→ **SOURCE EXTRACT**:
=-=-=-=-=
Apr 21, 2020

Article #5 in a Series >>>>> Curricular Shibboleth and Erroneous Pedagogy Pervade the MPS Comprehensive Design >>>>> The Stark Inadequacy of the Superintendent Ed Graff’s Four Priorities, Embedded in the Academic Portion of the MPS Comprehensive Design


Curricular shibboleth and erroneous pedagogy pervade the Minneapolis Public Schools (MPS) Comprehensive District Design.

 
Previous articles in this series have emphasized the jargon-infested nature of the MPS Comprehensive District Design, identifying terms and claims for “academically rigorous curriculum,” “culturally relevant curriculum,” “differentiated instruction,” “personalized curriculum,” lifelong learning,” and “critical thinking” as mere shibboleths spouted by the academic decision-makers at the Minneapolis Public Schools who have inserted their corrupt ideology into the academic portion of the MPS Comprehensive District Design;  such terms have  no utility as guides to knowledge-intensive, skill-replete education.
 
Now observe these lines from the academic portion of the MPS Comprehensive Design: 
 
MPS Instructional Model
 
All students will be able to demonstrate and articulate to parents their
 
>>>>>    Multi-Tier Systems of Support
>>>>>    The integration of Social and Emotional Learning
and career/life skills in the instructional design   
 
Improved Academic Achievement Planning Recommendations
 
Academic Strategies
 
The Design will support academic strategies that specifically promote
 
Four Core Priorities
 
>>>>>    Equity
>>>>>    Multi-Tiered System of Support 
>>>>>    Social Emotional Learning
>>>>>    Literacy
 
Academic Strategies
 
Deeper Investment and Expansion of Effective programming (K-12)
=-=-=-=-=
→ **DATA LINES**:
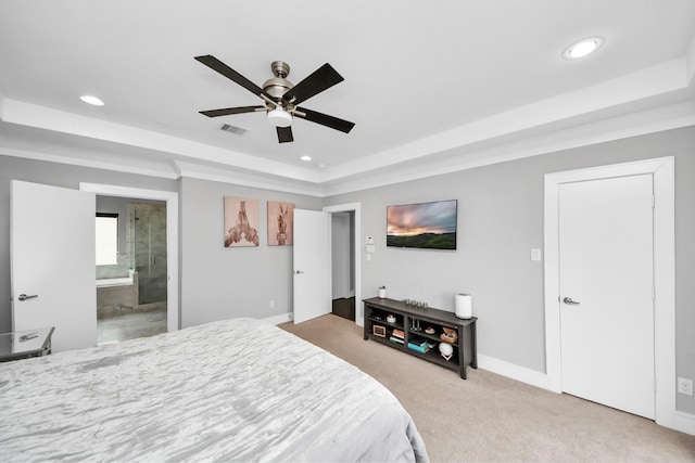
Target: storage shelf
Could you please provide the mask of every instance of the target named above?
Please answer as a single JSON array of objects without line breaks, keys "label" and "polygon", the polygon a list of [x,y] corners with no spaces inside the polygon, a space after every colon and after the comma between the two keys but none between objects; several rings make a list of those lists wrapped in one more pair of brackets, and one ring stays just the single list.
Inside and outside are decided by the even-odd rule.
=-=-=-=-=
→ **DESCRIPTION OF THE TASK**: Copy out the article on the Minneapolis Public Schools Comprehensive District Design above in full, word for word.

→ **THE ANSWER**:
Apr 21, 2020

Article #5 in a Series >>>>> Curricular Shibboleth and Erroneous Pedagogy Pervade the MPS Comprehensive Design >>>>> The Stark Inadequacy of the Superintendent Ed Graff’s Four Priorities, Embedded in the Academic Portion of the MPS Comprehensive Design


Curricular shibboleth and erroneous pedagogy pervade the Minneapolis Public Schools (MPS) Comprehensive District Design.

 
Previous articles in this series have emphasized the jargon-infested nature of the MPS Comprehensive District Design, identifying terms and claims for “academically rigorous curriculum,” “culturally relevant curriculum,” “differentiated instruction,” “personalized curriculum,” lifelong learning,” and “critical thinking” as mere shibboleths spouted by the academic decision-makers at the Minneapolis Public Schools who have inserted their corrupt ideology into the academic portion of the MPS Comprehensive District Design;  such terms have  no utility as guides to knowledge-intensive, skill-replete education.
 
Now observe these lines from the academic portion of the MPS Comprehensive Design: 
 
MPS Instructional Model
 
All students will be able to demonstrate and articulate to parents their
 
>>>>>    Multi-Tier Systems of Support
>>>>>    The integration of Social and Emotional Learning
and career/life skills in the instructional design   
 
Improved Academic Achievement Planning Recommendations
 
Academic Strategies
 
The Design will support academic strategies that specifically promote
 
Four Core Priorities
 
>>>>>    Equity
>>>>>    Multi-Tiered System of Support 
>>>>>    Social Emotional Learning
>>>>>    Literacy
 
Academic Strategies
 
Deeper Investment and Expansion of Effective programming (K-12)